# Start of EXERCISE MATERIALS

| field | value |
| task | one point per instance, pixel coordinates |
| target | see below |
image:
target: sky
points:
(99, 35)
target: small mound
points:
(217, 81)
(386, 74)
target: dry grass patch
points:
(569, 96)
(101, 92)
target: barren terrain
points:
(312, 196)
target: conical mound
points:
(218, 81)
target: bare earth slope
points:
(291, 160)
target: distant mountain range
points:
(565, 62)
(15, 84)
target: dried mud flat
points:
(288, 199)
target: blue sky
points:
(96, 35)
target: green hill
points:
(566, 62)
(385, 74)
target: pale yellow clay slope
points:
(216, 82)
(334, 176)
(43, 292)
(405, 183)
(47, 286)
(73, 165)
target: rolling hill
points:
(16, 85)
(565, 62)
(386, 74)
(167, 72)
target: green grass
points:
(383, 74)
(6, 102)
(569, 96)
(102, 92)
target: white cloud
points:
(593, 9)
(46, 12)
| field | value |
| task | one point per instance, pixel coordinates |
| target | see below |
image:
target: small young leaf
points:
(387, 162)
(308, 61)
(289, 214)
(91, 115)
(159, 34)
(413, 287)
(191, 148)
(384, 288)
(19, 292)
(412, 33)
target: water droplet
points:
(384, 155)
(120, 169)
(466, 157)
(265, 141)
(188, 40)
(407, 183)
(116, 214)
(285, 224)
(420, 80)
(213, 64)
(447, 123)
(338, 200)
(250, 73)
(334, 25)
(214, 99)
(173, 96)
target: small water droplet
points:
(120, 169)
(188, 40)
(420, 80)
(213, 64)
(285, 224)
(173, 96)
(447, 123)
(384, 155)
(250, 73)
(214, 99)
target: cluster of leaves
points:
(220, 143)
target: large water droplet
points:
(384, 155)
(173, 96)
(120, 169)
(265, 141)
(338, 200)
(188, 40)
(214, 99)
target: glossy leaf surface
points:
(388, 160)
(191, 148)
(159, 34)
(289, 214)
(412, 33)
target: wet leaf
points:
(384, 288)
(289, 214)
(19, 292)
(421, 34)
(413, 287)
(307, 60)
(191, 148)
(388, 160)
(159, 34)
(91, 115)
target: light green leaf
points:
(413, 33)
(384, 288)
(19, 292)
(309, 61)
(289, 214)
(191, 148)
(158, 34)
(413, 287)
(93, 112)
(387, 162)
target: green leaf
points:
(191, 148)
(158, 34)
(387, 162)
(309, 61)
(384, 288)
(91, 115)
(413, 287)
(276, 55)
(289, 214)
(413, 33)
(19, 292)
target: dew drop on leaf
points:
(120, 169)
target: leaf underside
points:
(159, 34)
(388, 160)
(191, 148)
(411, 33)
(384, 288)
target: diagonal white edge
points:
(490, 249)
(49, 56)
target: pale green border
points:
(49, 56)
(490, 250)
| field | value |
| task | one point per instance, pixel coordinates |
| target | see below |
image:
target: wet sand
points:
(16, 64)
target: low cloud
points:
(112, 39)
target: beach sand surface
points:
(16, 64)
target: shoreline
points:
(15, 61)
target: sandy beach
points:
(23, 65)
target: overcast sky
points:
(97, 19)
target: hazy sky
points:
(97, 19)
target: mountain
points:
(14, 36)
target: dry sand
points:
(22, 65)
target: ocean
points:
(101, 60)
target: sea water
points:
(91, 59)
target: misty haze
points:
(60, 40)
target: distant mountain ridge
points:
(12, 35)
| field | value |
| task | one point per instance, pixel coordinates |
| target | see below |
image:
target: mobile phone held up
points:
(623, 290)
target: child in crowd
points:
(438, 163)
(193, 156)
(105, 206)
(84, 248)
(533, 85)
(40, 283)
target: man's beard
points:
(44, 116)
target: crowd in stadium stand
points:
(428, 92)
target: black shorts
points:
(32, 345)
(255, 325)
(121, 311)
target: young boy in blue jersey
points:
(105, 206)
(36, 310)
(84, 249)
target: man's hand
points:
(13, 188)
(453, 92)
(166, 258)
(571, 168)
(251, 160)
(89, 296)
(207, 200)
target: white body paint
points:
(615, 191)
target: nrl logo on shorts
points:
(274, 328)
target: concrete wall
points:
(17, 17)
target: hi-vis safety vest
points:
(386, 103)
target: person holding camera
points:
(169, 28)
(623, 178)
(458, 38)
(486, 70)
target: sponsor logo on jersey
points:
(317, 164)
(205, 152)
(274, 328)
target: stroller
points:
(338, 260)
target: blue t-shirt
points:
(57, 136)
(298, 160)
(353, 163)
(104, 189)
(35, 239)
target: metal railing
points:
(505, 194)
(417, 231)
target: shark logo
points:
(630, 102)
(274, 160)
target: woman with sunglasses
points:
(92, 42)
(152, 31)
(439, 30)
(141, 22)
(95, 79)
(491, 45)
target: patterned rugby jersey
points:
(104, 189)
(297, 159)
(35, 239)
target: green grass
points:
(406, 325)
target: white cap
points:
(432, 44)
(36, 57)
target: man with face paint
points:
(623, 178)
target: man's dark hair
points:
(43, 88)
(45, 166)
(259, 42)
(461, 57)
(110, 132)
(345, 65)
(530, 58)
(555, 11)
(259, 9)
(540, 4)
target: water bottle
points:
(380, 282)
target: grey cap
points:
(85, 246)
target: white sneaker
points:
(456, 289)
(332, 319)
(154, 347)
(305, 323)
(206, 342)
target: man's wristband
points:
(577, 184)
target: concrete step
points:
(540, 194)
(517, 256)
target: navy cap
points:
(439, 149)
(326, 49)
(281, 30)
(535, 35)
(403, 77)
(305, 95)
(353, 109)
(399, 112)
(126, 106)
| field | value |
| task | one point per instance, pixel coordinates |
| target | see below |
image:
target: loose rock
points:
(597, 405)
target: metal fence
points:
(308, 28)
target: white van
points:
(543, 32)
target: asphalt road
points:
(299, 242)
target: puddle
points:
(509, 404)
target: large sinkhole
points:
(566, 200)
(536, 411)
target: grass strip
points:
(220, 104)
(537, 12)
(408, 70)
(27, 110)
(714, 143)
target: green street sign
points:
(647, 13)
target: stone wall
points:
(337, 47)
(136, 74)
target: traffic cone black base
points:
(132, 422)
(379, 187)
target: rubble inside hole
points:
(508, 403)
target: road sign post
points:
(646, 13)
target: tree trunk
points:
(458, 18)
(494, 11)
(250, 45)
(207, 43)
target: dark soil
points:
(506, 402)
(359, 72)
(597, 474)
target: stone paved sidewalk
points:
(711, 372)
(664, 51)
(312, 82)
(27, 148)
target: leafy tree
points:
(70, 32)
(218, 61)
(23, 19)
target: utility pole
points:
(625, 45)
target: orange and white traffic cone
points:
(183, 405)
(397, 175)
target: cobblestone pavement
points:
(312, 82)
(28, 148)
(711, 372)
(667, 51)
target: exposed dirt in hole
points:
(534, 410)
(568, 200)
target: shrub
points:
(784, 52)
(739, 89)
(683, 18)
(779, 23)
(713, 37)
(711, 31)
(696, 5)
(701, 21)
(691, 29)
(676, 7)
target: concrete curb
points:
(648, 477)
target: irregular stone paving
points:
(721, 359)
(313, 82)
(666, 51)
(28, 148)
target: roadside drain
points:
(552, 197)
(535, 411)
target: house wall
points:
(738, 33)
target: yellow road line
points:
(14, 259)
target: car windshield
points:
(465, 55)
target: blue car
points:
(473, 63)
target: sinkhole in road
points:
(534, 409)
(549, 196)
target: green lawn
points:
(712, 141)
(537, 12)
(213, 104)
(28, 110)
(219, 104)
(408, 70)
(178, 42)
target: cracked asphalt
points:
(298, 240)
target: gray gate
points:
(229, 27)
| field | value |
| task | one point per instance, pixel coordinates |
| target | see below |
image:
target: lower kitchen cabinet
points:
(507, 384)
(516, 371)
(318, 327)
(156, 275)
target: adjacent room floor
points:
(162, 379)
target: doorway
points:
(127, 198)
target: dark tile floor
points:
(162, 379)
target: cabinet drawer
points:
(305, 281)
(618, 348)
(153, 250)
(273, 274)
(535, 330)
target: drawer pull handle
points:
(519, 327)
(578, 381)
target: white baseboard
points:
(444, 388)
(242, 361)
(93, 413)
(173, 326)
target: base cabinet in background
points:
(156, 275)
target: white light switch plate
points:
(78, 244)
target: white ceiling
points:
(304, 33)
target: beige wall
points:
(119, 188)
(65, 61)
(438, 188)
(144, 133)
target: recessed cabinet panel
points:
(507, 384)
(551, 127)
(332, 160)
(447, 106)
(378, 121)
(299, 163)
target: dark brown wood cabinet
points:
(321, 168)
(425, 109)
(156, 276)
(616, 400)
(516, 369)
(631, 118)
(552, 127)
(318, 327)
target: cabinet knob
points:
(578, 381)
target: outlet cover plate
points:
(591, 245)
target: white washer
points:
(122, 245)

# End of EXERCISE MATERIALS

■ THE TASK ■
Can you format the stretch of the material above, from the line containing "target: base cabinet in background" through the final line, as a Markdown table with the columns Row and Line, numbering each line and leaving out blank lines?

■ EXERCISE RESPONSE ■
| Row | Line |
|---|---|
| 1 | target: base cabinet in background |
| 2 | points: |
| 3 | (156, 275) |
| 4 | target: white light switch plate |
| 5 | points: |
| 6 | (78, 244) |
| 7 | target: white ceiling |
| 8 | points: |
| 9 | (304, 33) |
| 10 | target: beige wall |
| 11 | points: |
| 12 | (119, 188) |
| 13 | (65, 61) |
| 14 | (438, 188) |
| 15 | (144, 133) |
| 16 | target: recessed cabinet panel |
| 17 | points: |
| 18 | (507, 384) |
| 19 | (551, 127) |
| 20 | (332, 160) |
| 21 | (447, 106) |
| 22 | (378, 121) |
| 23 | (299, 163) |
| 24 | target: dark brown wood cabinet |
| 25 | points: |
| 26 | (321, 168) |
| 27 | (425, 109) |
| 28 | (156, 276) |
| 29 | (616, 400) |
| 30 | (516, 369) |
| 31 | (631, 118) |
| 32 | (552, 127) |
| 33 | (318, 327) |
| 34 | target: cabinet knob |
| 35 | points: |
| 36 | (578, 381) |
| 37 | target: outlet cover plate |
| 38 | points: |
| 39 | (591, 245) |
| 40 | target: white washer |
| 41 | points: |
| 42 | (122, 245) |